- [练习要求]:
逐字复述下面这篇讲解 BeautifulSoup 的文字，从头到尾一字不改地写出全文。

- [所给文本]:
:::::

BeautifulSoup详解
一. 简介
BeautifulSoup是一个高效的网页解析库,可以从HTML或XML文件中提取数据
支持不同的解析器,比如,对HTML解析,对XML解析,对HTML5解析
就是一个非常强大的工具,爬虫利器
一个灵感又方便的网页解析库,处理高效,支持多种解析器
利用它就不用编写正则表达式也能方便的实现网页信息的抓取
二. 解析库
解析器 | 使用方法 | 优势 | 劣势 |
---|---|---|---|
Python标准库 | BeautifulSoup(markup, “html.parser”) | Python的内置标准库、执行速度适中 、文档容错能力强 | Python 2.7.3 or 3.2.2)前的版本中文容错能力差 |
lxml HTML 解析器 | BeautifulSoup(markup, “lxml”) | 速度快、文档容错能力强 | 需要安装C语言库 |
lxml XML 解析器 | BeautifulSoup(markup, “xml”) | 速度快、唯一支持XML的解析器 | 需要安装C语言库 |
html5lib | BeautifulSoup(markup, “html5lib”) | 最好的容错性、以浏览器的方式解析文档、生成HTML5格式的文档 | 速度慢、不依赖外部扩展 |
三. 安装
pip install BeautifulSoup4
pip install lxml
四. 基本使用
4.1 标签选择器
4.1.1 .string
— 获取文本内容
html = """
<html>
<head>
<title>The Dormouse's story</title>
</head>
<body>
<p class="title" name="dromouse"><b><span>The Dormouse's story</span></b></p>
<p class="story">Once upon a time there were three little sisters; and their names were
<a href="http://example.com/elsie" class="sister" id="link1"><!-- Elsie --></a>,
<a href="http://example.com/lacie" class="sister" id="link2">Lacie</a> and
<a href="http://example.com/tillie" class="sister" id="link3">Tillie</a>;
and they lived at the bottom of a well.</p>
<p class="story">...</p>
"""

:::::

- [所给数据]:
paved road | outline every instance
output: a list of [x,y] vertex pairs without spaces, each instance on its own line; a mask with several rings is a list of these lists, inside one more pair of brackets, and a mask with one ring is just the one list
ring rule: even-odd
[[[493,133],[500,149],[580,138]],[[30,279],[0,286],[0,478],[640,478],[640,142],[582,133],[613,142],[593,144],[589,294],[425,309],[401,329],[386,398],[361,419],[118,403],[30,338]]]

:::::

- [结果]:
BeautifulSoup详解
一. 简介
BeautifulSoup是一个高效的网页解析库,可以从HTML或XML文件中提取数据
支持不同的解析器,比如,对HTML解析,对XML解析,对HTML5解析
就是一个非常强大的工具,爬虫利器
一个灵感又方便的网页解析库,处理高效,支持多种解析器
利用它就不用编写正则表达式也能方便的实现网页信息的抓取
二. 解析库
解析器 | 使用方法 | 优势 | 劣势 |
---|---|---|---|
Python标准库 | BeautifulSoup(markup, “html.parser”) | Python的内置标准库、执行速度适中 、文档容错能力强 | Python 2.7.3 or 3.2.2)前的版本中文容错能力差 |
lxml HTML 解析器 | BeautifulSoup(markup, “lxml”) | 速度快、文档容错能力强 | 需要安装C语言库 |
lxml XML 解析器 | BeautifulSoup(markup, “xml”) | 速度快、唯一支持XML的解析器 | 需要安装C语言库 |
html5lib | BeautifulSoup(markup, “html5lib”) | 最好的容错性、以浏览器的方式解析文档、生成HTML5格式的文档 | 速度慢、不依赖外部扩展 |
三. 安装
pip install BeautifulSoup4
pip install lxml
四. 基本使用
4.1 标签选择器
4.1.1 .string
— 获取文本内容
html = """
<html>
<head>
<title>The Dormouse's story</title>
</head>
<body>
<p class="title" name="dromouse"><b><span>The Dormouse's story</span></b></p>
<p class="story">Once upon a time there were three little sisters; and their names were
<a href="http://example.com/elsie" class="sister" id="link1"><!-- Elsie --></a>,
<a href="http://example.com/lacie" class="sister" id="link2">Lacie</a> and
<a href="http://example.com/tillie" class="sister" id="link3">Tillie</a>;
and they lived at the bottom of a well.</p>
<p class="story">...</p>
"""